WRITTEN EXERCISE A:
According to the passage about the Nepal earthquake, in what year was Kathmandu Valley inscribed as a UNESCO World Heritage Site?

-- START GIVEN PASSAGE --

The horrendous earthquake which struck Nepal a week ago has claimed the lives of over 6,000 people and caused unquantifiable damage to many of the nation's most cherished cultural locations. The rebuild will be long and arduous, though a tech-driven element could make things a whole lot easier. Annette Ekin of Al Jazeera explains:
"Many of the monuments and temples in Kathmandu Valley, which was inscribed as a UNESCO World Heritage Site in 1979, for seven distinct locations, were destroyed in the earthquake.
Cultural experts and citizens like the locals unearthing carvings in Bhaktapur's Durbar Square are now trying to save the nation's cultural heritage. Temples in the Durbar Square of Kathmandu, Patan, and Bhaktapur were reduced to debris and rubble during the powerful shaking. Parts of Changu Narayan, a majestic ancient hilltop Hindu complex, lie in isolated ruins."
These temples date back hundreds of years (some sites go back to ancient times) and are treated as integral parts of city dwellers' social lives: city squares, meeting points, focal points during celebrations. Their reconstruction and rehabilitation will be a top priority once damages are fully assessed.

-- END GIVEN PASSAGE --
-- START RECORDS SHOWN --

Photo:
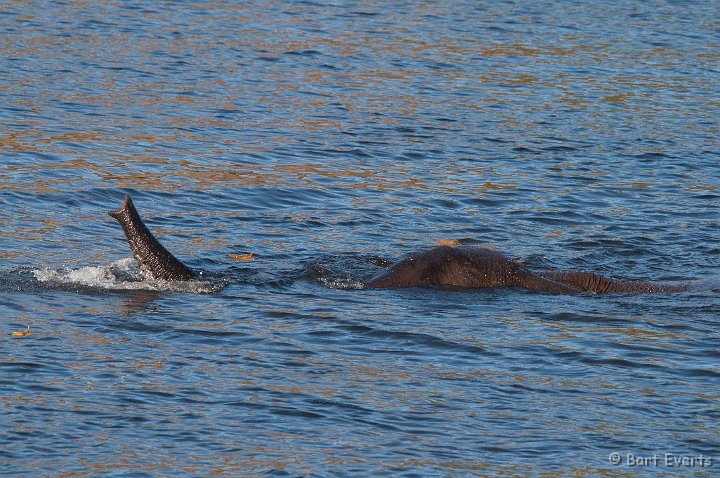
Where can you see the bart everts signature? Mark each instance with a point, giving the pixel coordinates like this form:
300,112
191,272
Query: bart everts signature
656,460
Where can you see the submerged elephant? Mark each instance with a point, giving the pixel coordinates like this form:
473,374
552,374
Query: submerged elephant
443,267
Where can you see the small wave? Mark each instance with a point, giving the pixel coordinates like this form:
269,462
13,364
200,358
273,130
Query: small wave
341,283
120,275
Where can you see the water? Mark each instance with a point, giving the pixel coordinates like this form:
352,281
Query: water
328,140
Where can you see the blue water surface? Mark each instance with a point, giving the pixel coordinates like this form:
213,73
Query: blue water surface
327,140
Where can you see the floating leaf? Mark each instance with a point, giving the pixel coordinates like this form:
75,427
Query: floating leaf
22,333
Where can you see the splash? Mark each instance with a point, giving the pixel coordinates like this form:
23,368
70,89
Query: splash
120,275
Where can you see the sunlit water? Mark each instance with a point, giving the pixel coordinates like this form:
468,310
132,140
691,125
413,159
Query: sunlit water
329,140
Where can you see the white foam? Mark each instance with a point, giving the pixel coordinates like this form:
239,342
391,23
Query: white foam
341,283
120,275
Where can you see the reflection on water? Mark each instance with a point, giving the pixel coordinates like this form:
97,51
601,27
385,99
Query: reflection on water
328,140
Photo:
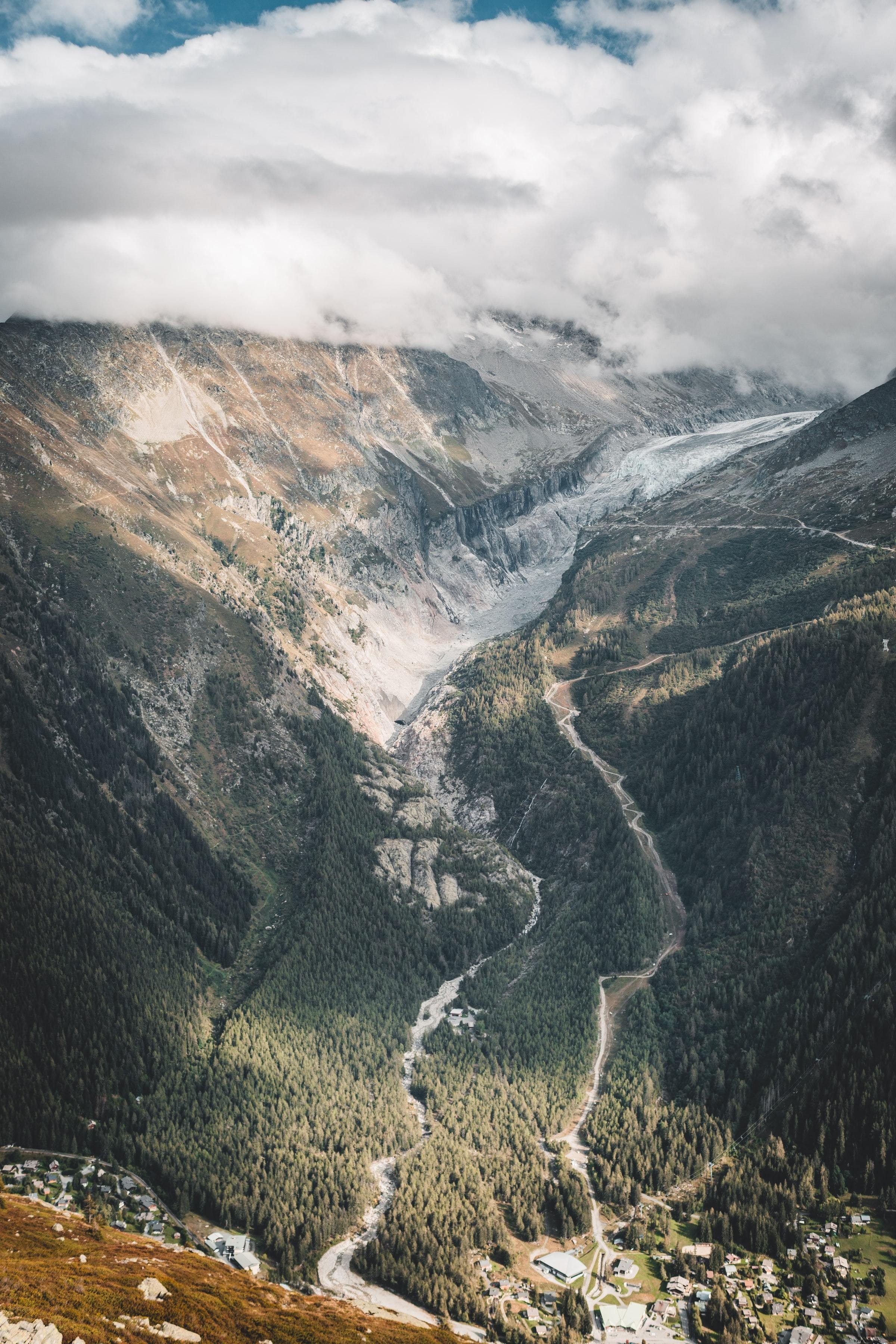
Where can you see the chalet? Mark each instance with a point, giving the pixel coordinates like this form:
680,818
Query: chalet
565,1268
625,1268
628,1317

-- END RECORDS SHOWN --

WRITTEN EXERCISE B:
Return the records from the line holding "Where can you see the small" through the end of the records, inclusive, without any changes. Leave the pictures out of your answer.

EXPECTED ANSWER A:
1979

EXPECTED ANSWER B:
Where can you see the small wave? Mark each instance with a point, giving the pixel coordinates like this form:
269,462
13,364
200,358
273,130
Query: small wave
341,283
120,275
Where can you see the water? Mark each instance with a point, giving the pixel coordinates like this form:
352,281
Query: water
328,140
Where can you see the blue water surface? Mark each instance with a point, giving the pixel coordinates like this form:
213,73
Query: blue water surface
327,140
Where can you see the floating leaf? Mark each instance with a point, giving the pixel coordinates like this form:
75,427
Query: floating leaf
22,333
Where can you see the splash? Mark each instance with a point, giving the pixel coordinates like this form:
23,368
70,89
Query: splash
120,275
Where can you see the sunlit water? Mark each instance with a point, giving the pixel coordinates like this form:
468,310
132,140
691,125
413,159
Query: sunlit water
329,140
Where can you see the white foam? Mark each instance with a point, giving the pixel coordinates like this form:
239,342
391,23
Query: white foam
341,283
120,275
Where can you see the reflection on water? Mark each instance with a point, giving the pixel coordinates like this form:
97,51
601,27
385,99
Query: reflection on water
328,140
Photo:
Where can you see the chalet? Mark each instance with a point, giving the pixel coordinates like this form:
680,818
Query: chalet
565,1268
625,1268
628,1317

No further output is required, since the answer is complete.